--- Dataset extract ---

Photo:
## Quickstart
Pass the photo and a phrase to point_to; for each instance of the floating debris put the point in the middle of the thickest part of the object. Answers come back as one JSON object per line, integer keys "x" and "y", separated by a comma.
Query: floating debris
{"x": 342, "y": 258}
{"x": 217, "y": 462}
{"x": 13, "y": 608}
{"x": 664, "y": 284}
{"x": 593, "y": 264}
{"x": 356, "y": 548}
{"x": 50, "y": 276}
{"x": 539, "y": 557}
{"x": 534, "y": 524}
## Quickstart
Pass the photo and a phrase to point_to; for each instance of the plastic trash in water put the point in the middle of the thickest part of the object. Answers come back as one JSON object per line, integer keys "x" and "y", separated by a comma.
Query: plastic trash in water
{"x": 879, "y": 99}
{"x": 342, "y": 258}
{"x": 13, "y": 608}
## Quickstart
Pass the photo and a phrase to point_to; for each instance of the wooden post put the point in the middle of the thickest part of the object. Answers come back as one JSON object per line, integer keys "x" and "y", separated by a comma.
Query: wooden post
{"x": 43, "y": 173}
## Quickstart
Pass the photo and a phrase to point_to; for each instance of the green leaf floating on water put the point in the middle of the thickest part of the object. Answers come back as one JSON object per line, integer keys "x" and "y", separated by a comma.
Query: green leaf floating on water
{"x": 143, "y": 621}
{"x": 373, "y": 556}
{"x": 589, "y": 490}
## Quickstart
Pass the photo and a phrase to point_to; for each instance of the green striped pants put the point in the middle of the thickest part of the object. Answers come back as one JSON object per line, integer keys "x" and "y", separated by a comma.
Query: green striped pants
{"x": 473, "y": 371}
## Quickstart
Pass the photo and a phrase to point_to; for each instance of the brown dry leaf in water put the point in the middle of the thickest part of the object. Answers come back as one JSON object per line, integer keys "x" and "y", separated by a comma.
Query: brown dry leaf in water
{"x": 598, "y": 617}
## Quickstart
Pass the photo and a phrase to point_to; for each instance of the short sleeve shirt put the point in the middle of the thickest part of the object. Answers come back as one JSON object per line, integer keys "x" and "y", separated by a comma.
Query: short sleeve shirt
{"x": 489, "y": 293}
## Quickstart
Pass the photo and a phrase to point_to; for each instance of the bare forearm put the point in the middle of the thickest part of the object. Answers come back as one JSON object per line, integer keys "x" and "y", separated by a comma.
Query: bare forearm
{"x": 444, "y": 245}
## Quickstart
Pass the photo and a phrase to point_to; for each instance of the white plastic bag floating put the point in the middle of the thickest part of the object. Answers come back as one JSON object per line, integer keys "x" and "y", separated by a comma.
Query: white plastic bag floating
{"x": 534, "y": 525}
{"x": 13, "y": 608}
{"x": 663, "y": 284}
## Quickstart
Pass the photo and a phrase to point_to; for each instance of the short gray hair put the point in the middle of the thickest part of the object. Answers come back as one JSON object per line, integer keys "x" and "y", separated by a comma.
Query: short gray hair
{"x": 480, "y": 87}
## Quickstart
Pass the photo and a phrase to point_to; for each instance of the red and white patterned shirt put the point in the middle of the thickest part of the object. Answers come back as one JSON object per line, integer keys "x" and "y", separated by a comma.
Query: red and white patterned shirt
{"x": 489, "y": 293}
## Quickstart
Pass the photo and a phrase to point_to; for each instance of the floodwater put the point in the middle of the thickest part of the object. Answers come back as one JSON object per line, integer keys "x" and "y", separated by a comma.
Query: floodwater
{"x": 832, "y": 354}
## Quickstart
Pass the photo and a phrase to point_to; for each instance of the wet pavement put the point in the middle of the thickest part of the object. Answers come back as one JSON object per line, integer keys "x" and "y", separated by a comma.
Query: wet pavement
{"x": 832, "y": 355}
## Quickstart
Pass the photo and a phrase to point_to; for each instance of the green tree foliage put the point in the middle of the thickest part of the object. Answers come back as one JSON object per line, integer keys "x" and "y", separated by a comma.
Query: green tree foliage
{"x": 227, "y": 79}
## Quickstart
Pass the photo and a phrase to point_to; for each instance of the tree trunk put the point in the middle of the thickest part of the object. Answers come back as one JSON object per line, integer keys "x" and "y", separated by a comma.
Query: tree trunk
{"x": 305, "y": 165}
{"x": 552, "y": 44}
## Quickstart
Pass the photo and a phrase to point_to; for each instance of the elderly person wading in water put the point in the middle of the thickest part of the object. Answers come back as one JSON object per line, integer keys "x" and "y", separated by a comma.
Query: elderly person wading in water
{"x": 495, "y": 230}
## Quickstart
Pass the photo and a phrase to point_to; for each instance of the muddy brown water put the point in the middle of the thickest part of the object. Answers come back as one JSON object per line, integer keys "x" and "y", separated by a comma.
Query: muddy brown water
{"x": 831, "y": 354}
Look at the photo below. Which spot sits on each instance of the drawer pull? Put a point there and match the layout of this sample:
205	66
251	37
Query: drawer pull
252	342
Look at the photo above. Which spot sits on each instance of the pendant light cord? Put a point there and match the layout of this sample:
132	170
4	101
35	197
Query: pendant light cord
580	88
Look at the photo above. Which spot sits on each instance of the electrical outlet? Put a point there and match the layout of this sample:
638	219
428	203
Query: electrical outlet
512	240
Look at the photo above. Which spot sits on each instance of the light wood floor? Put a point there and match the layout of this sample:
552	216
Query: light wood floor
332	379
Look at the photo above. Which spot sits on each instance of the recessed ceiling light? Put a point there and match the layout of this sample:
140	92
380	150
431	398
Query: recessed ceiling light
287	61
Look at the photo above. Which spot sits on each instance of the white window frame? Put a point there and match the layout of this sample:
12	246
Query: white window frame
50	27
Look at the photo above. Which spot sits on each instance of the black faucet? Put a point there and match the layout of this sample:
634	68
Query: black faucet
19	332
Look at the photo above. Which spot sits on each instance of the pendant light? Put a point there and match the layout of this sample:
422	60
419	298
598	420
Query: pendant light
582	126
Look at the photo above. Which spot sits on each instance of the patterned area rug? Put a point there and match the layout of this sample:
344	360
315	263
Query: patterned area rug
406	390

---
--- Dataset extract ---

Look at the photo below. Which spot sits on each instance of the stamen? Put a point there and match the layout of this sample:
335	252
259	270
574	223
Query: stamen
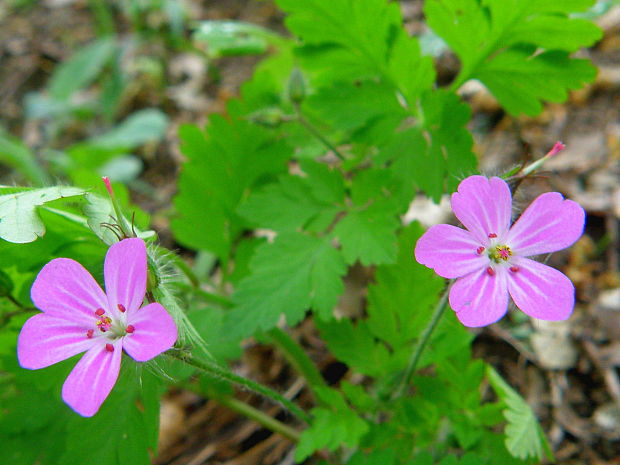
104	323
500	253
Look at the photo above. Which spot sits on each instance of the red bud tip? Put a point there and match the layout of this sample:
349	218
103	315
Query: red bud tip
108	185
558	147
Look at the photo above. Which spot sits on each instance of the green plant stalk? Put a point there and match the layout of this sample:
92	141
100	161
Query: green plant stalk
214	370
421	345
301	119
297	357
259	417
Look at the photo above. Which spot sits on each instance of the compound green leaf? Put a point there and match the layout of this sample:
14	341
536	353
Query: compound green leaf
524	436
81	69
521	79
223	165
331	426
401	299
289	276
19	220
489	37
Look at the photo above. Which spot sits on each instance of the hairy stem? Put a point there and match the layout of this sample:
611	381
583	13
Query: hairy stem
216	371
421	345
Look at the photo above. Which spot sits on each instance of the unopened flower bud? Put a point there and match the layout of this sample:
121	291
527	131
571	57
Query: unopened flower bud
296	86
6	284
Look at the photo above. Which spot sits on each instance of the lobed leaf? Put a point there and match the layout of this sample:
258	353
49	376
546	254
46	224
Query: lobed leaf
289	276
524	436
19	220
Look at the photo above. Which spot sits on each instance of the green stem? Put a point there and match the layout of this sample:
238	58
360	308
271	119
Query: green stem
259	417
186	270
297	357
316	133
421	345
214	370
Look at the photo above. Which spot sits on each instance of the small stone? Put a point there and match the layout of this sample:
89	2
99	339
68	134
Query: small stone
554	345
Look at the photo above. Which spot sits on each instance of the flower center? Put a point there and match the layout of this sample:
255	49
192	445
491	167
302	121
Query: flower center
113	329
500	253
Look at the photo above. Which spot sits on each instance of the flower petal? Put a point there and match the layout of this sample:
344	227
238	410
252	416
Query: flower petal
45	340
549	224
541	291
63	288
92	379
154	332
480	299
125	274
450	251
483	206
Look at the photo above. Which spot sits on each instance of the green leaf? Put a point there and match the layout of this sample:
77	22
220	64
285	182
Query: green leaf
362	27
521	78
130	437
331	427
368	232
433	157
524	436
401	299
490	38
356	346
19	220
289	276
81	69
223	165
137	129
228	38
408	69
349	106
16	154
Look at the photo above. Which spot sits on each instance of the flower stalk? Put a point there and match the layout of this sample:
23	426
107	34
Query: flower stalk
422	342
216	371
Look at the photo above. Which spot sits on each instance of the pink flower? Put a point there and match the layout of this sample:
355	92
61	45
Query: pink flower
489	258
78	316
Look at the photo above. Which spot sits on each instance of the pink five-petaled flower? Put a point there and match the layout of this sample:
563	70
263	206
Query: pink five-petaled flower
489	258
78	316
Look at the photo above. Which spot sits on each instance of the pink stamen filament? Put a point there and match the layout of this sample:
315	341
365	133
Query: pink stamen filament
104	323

---

> Aim of the exercise
Your answer should be one number: how many lines above contain "below".

> Final answer
2